Dataset excerpts on object pointing:

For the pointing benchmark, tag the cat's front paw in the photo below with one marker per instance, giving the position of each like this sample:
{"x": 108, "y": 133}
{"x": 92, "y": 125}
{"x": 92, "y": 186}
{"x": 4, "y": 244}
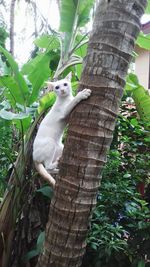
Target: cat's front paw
{"x": 85, "y": 93}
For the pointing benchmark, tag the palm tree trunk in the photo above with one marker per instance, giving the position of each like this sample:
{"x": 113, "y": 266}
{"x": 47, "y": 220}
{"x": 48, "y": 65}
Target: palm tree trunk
{"x": 12, "y": 22}
{"x": 91, "y": 126}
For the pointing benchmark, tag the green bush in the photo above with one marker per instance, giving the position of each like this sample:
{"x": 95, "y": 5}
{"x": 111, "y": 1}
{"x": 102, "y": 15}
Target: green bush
{"x": 120, "y": 228}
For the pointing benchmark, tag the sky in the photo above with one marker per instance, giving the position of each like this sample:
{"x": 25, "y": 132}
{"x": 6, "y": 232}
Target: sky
{"x": 24, "y": 26}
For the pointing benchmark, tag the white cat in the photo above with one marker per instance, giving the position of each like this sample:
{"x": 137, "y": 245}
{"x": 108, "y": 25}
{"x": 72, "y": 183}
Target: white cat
{"x": 47, "y": 146}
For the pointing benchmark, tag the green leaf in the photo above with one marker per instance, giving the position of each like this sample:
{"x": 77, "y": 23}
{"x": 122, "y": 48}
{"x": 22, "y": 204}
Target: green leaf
{"x": 46, "y": 191}
{"x": 143, "y": 41}
{"x": 84, "y": 12}
{"x": 46, "y": 101}
{"x": 38, "y": 71}
{"x": 147, "y": 11}
{"x": 49, "y": 42}
{"x": 141, "y": 263}
{"x": 74, "y": 13}
{"x": 15, "y": 95}
{"x": 141, "y": 97}
{"x": 8, "y": 115}
{"x": 22, "y": 86}
{"x": 24, "y": 124}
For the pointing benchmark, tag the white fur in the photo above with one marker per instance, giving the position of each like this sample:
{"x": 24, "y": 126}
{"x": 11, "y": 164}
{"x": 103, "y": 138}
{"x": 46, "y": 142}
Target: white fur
{"x": 47, "y": 146}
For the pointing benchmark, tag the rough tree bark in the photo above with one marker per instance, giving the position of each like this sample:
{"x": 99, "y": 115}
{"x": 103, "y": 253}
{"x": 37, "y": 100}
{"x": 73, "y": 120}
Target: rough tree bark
{"x": 91, "y": 125}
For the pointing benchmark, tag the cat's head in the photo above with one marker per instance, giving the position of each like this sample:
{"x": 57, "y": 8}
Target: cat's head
{"x": 62, "y": 88}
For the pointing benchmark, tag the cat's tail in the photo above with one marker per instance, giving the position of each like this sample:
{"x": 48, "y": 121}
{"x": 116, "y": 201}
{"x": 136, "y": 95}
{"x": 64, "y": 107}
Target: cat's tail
{"x": 44, "y": 173}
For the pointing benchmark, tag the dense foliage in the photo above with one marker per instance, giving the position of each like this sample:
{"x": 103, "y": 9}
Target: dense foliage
{"x": 119, "y": 233}
{"x": 120, "y": 228}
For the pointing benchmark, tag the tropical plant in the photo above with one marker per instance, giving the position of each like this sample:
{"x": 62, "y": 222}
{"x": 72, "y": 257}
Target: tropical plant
{"x": 90, "y": 132}
{"x": 21, "y": 92}
{"x": 119, "y": 232}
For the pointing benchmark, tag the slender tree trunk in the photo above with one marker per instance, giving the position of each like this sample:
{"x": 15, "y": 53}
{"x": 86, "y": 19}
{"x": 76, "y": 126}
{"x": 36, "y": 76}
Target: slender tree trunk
{"x": 91, "y": 126}
{"x": 12, "y": 22}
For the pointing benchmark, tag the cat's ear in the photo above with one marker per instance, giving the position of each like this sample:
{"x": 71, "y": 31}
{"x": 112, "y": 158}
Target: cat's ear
{"x": 68, "y": 77}
{"x": 50, "y": 86}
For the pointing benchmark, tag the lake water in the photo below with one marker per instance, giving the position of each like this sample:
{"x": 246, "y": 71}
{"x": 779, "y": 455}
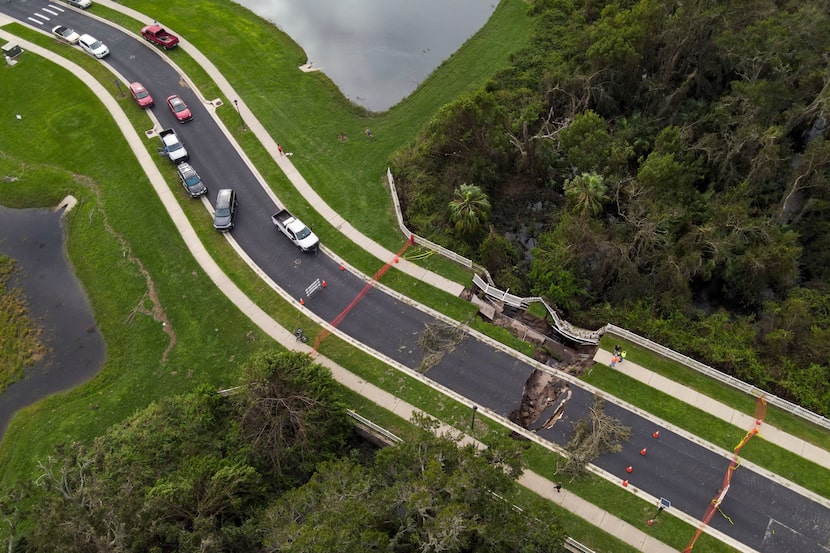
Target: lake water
{"x": 376, "y": 51}
{"x": 34, "y": 238}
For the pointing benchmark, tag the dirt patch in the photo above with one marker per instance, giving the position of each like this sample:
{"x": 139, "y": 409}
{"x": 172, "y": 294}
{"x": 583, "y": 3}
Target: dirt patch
{"x": 155, "y": 309}
{"x": 542, "y": 391}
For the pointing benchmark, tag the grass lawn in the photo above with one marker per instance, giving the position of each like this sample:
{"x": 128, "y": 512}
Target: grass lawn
{"x": 52, "y": 153}
{"x": 109, "y": 251}
{"x": 305, "y": 113}
{"x": 732, "y": 397}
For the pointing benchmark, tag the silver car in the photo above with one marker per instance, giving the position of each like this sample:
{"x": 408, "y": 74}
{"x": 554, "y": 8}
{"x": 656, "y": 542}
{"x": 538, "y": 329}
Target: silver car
{"x": 93, "y": 46}
{"x": 83, "y": 4}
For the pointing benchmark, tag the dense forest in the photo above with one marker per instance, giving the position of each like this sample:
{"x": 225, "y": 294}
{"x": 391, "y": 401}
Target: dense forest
{"x": 658, "y": 164}
{"x": 273, "y": 466}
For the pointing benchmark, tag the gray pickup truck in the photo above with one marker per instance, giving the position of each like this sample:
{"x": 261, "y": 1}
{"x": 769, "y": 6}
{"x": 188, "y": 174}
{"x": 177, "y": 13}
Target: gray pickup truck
{"x": 296, "y": 231}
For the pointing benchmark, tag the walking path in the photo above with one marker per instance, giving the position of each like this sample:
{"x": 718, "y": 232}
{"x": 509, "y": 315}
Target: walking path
{"x": 597, "y": 516}
{"x": 299, "y": 182}
{"x": 715, "y": 408}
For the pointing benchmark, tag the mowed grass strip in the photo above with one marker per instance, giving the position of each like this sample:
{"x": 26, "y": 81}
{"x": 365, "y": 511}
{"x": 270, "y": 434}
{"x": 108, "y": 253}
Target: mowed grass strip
{"x": 119, "y": 239}
{"x": 719, "y": 391}
{"x": 306, "y": 113}
{"x": 716, "y": 431}
{"x": 130, "y": 380}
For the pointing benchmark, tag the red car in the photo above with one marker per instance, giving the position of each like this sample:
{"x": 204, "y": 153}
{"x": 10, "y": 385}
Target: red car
{"x": 179, "y": 108}
{"x": 141, "y": 96}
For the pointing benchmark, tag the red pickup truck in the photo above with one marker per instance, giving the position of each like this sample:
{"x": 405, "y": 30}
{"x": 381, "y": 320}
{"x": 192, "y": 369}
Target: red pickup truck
{"x": 157, "y": 35}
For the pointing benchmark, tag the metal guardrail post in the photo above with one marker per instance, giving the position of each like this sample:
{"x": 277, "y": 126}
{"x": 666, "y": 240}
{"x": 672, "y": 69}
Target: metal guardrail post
{"x": 729, "y": 380}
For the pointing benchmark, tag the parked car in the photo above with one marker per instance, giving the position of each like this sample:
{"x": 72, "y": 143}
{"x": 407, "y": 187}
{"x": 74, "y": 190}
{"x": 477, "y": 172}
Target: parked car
{"x": 141, "y": 96}
{"x": 93, "y": 46}
{"x": 191, "y": 180}
{"x": 158, "y": 36}
{"x": 66, "y": 34}
{"x": 83, "y": 4}
{"x": 225, "y": 214}
{"x": 179, "y": 108}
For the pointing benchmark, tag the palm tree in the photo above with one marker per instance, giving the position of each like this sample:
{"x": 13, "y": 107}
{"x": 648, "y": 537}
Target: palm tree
{"x": 468, "y": 209}
{"x": 587, "y": 193}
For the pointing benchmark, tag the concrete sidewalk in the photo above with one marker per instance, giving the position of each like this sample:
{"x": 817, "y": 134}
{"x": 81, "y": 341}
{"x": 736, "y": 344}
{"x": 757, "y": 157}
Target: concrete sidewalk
{"x": 299, "y": 182}
{"x": 717, "y": 409}
{"x": 538, "y": 484}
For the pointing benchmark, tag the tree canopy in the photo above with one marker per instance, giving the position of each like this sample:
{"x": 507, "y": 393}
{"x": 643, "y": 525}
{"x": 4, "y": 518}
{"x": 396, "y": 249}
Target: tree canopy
{"x": 273, "y": 466}
{"x": 662, "y": 165}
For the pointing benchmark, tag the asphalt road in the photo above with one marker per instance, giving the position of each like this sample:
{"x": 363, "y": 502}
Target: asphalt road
{"x": 764, "y": 515}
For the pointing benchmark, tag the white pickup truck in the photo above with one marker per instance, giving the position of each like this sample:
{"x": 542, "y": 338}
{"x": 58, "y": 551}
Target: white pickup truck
{"x": 173, "y": 147}
{"x": 296, "y": 231}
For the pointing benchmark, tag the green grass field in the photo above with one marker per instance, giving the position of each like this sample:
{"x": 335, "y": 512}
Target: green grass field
{"x": 303, "y": 112}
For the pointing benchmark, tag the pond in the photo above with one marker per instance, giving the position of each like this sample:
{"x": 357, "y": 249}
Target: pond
{"x": 376, "y": 51}
{"x": 34, "y": 238}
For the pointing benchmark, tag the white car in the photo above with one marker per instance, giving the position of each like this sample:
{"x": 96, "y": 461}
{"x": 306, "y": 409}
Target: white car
{"x": 93, "y": 46}
{"x": 65, "y": 33}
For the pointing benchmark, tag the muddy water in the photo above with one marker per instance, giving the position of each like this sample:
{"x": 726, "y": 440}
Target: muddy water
{"x": 34, "y": 238}
{"x": 376, "y": 51}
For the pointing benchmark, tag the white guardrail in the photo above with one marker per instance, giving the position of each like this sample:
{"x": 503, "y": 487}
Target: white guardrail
{"x": 754, "y": 391}
{"x": 592, "y": 337}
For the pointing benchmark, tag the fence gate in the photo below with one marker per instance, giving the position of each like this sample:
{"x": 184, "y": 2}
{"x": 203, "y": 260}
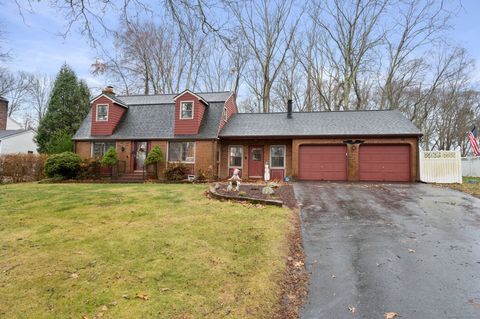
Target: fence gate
{"x": 440, "y": 167}
{"x": 471, "y": 166}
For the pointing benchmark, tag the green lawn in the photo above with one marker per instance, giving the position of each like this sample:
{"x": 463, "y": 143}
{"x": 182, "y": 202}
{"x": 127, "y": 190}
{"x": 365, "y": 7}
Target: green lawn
{"x": 73, "y": 250}
{"x": 470, "y": 188}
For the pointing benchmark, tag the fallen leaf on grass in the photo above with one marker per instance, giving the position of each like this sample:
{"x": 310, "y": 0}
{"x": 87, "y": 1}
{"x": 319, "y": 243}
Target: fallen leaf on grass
{"x": 474, "y": 303}
{"x": 141, "y": 296}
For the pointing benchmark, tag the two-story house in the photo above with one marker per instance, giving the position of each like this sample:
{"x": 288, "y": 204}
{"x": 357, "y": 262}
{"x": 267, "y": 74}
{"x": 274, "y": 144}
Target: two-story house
{"x": 206, "y": 132}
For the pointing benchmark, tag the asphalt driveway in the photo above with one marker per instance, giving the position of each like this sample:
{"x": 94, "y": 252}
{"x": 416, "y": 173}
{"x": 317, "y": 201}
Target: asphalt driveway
{"x": 413, "y": 249}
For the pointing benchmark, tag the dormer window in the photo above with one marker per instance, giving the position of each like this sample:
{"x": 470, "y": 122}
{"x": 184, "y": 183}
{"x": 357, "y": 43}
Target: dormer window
{"x": 225, "y": 114}
{"x": 186, "y": 110}
{"x": 102, "y": 112}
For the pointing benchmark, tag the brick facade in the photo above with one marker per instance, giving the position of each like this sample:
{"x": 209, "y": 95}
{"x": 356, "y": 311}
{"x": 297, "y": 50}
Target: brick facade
{"x": 225, "y": 147}
{"x": 3, "y": 113}
{"x": 84, "y": 149}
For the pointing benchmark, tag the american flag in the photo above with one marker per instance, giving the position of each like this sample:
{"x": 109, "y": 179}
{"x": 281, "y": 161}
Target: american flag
{"x": 472, "y": 137}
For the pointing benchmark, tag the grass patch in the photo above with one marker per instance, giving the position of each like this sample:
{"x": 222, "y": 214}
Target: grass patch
{"x": 470, "y": 188}
{"x": 69, "y": 250}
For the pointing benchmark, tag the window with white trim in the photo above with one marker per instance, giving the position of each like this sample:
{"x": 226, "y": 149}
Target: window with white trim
{"x": 102, "y": 112}
{"x": 100, "y": 148}
{"x": 277, "y": 156}
{"x": 235, "y": 156}
{"x": 186, "y": 110}
{"x": 181, "y": 152}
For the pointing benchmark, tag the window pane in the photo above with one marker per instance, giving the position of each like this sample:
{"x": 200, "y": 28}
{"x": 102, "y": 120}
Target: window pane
{"x": 187, "y": 110}
{"x": 174, "y": 152}
{"x": 108, "y": 146}
{"x": 181, "y": 152}
{"x": 98, "y": 149}
{"x": 277, "y": 156}
{"x": 236, "y": 156}
{"x": 102, "y": 112}
{"x": 189, "y": 152}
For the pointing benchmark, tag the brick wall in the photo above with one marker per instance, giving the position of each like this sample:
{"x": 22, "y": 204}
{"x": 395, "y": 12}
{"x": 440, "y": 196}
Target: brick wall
{"x": 225, "y": 146}
{"x": 163, "y": 147}
{"x": 3, "y": 113}
{"x": 203, "y": 157}
{"x": 353, "y": 151}
{"x": 84, "y": 149}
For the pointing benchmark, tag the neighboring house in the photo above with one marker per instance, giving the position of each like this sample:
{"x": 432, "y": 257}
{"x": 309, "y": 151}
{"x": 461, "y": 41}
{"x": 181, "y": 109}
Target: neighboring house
{"x": 14, "y": 139}
{"x": 205, "y": 132}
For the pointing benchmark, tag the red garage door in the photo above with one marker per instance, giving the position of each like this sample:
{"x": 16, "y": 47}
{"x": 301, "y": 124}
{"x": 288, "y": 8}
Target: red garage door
{"x": 323, "y": 162}
{"x": 390, "y": 163}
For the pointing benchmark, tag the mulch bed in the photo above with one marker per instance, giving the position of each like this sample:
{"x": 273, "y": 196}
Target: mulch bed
{"x": 284, "y": 193}
{"x": 295, "y": 280}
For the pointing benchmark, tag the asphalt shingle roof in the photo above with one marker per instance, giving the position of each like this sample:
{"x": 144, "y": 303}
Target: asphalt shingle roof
{"x": 168, "y": 98}
{"x": 7, "y": 133}
{"x": 343, "y": 123}
{"x": 152, "y": 117}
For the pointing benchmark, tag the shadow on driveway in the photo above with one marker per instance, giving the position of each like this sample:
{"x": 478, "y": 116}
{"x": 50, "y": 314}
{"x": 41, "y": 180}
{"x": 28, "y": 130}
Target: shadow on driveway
{"x": 413, "y": 249}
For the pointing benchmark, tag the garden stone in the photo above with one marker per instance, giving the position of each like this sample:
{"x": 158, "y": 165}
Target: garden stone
{"x": 267, "y": 190}
{"x": 273, "y": 185}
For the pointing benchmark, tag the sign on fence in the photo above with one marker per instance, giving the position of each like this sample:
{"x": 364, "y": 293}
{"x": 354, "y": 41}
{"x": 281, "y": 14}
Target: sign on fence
{"x": 440, "y": 167}
{"x": 471, "y": 166}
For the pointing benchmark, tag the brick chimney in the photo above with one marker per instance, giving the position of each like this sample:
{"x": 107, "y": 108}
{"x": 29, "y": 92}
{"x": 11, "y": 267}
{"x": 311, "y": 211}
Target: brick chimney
{"x": 108, "y": 90}
{"x": 3, "y": 113}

SET TASK:
The line containing "For the pointing benchmark, tag the sign" and every line after it, through the end of the records, should be repeated exactly and alone.

TASK SOLUTION:
For the pointing benchmark, tag the sign on fence in the photo above with one marker per instance, giving the position of each like this sample:
{"x": 364, "y": 293}
{"x": 354, "y": 41}
{"x": 281, "y": 14}
Target: sign on fence
{"x": 440, "y": 167}
{"x": 471, "y": 166}
For the pointing benchmark, tag the brick chimney in the photo above with one marker per instance, giving the position of each like this sample:
{"x": 107, "y": 108}
{"x": 29, "y": 92}
{"x": 11, "y": 267}
{"x": 311, "y": 211}
Target: brick chimney
{"x": 108, "y": 90}
{"x": 3, "y": 113}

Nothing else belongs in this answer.